== SOURCE EXCERPT ==
** START **

Exhibit (h)(18)
EXPENSE LIMITATION AGREEMENT
ING EQUITY TRUST
THIS EXPENSE LIMITATION AGREEMENT, effective this 23rd day of
September, 2002, by and between ING Investments, LLC (the "Investment Manager")
and ING Equity Trust (the "Trust"), on behalf of each series of the Trust set
forth on Schedule A (each a "Fund," and collectively, the "Funds"), as such
schedule may be amended from time to time to add additional series.
WHEREAS, the Trust is a Massachusetts business trust, and is registered
under the Investment Company Act of 1940, as amended (the "1940 Act"), as an
open-end management company of the series type; and each Fund is a series of the
Trust; and
WHEREAS, the Trust and the Investment Manager desire that the
provisions of this Agreement do not adversely affect a Fund's status as a
"regulated investment company" under Subchapter M of the Internal Revenue Code
of 1986, as amended (the "Code"), do not interfere with a Fund's ability to
compute its taxable income under Code Section 852, do not adversely affect the
status of the distributions a Fund makes as deductible dividends under Code
Section 562, and do comply with the requirements of Revenue Procedure 99-40 (or
any successor pronouncement of the Internal Revenue Service); and
WHEREAS, the Trust and the Investment Manager have entered into
Investment Management Agreements (each a "Management Agreement"), pursuant to
which the Investment Manager provides investment management services to the
Funds for compensation based on the value of the average daily net assets of
the Funds; and
WHEREAS, the Trust and the Investment Manager have determined that it
is appropriate and in the best interests of each Fund and its shareholders to
maintain the expenses of each Fund at a level below the level to which each
Fund may normally be subject;
NOW THEREFORE, the parties hereto agree as follows:
1. Expense Limitation.

** END **

== GOAL A ==
Select each line of the rows below that contains the word "dirt" and copy it.

[Dataset rows on where objects appear]
** START **

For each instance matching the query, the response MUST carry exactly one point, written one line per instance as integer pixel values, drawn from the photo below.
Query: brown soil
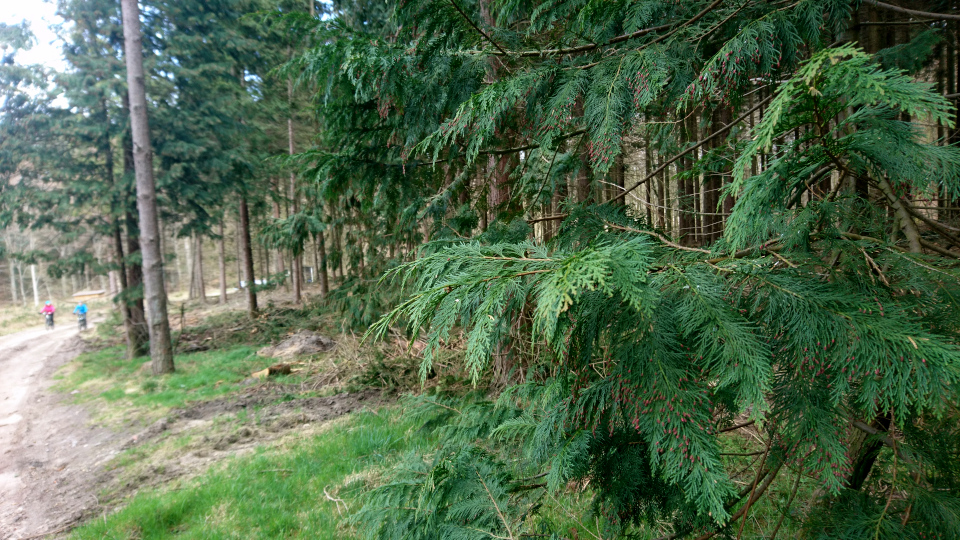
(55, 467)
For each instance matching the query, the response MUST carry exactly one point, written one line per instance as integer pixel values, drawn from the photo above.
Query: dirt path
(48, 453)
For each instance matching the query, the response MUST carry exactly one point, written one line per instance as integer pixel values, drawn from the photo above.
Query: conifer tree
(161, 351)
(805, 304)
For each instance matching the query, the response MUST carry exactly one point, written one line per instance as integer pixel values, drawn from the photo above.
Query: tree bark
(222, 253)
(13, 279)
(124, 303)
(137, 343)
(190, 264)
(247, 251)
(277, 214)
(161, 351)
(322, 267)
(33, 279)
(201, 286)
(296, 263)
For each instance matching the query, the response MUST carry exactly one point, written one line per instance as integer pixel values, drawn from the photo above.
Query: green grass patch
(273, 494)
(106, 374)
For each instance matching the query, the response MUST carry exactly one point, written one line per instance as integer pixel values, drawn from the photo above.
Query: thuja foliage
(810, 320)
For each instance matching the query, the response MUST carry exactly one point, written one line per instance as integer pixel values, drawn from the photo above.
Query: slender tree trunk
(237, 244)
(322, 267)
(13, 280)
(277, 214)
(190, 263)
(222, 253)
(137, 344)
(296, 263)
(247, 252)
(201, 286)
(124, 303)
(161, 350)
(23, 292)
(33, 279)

** END **
** START **

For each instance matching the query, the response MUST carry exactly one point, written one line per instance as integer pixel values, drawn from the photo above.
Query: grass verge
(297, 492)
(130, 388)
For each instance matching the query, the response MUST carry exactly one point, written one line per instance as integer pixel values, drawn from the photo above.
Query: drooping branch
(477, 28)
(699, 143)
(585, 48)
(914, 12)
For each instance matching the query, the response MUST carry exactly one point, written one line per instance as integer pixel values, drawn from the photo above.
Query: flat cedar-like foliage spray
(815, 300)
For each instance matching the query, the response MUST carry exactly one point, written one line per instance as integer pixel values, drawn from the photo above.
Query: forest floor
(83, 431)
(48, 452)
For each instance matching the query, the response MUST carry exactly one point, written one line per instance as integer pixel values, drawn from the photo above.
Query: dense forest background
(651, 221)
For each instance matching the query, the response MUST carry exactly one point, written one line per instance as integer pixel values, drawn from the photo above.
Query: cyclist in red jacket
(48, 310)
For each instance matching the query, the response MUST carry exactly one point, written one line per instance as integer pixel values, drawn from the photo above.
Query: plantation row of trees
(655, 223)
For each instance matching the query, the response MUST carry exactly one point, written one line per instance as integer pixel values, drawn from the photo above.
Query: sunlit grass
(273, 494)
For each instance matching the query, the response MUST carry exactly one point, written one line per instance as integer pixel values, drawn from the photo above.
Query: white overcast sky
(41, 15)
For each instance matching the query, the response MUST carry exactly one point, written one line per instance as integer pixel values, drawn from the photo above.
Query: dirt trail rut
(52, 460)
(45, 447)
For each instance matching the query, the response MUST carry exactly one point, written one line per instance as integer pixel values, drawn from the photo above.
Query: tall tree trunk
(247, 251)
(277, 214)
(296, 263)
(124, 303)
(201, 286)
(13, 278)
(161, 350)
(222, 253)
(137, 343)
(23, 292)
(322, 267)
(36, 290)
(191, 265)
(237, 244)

** END **

== GOAL B ==
List every term that the expense limitation agreement defines in parentheses.

== RIGHT ANSWER A ==
Query: dirt path
Query: dirt trail rut

== RIGHT ANSWER B ==
- Investment Manager
- Trust
- Fund
- Funds
- 1940 Act
- Code
- Management Agreement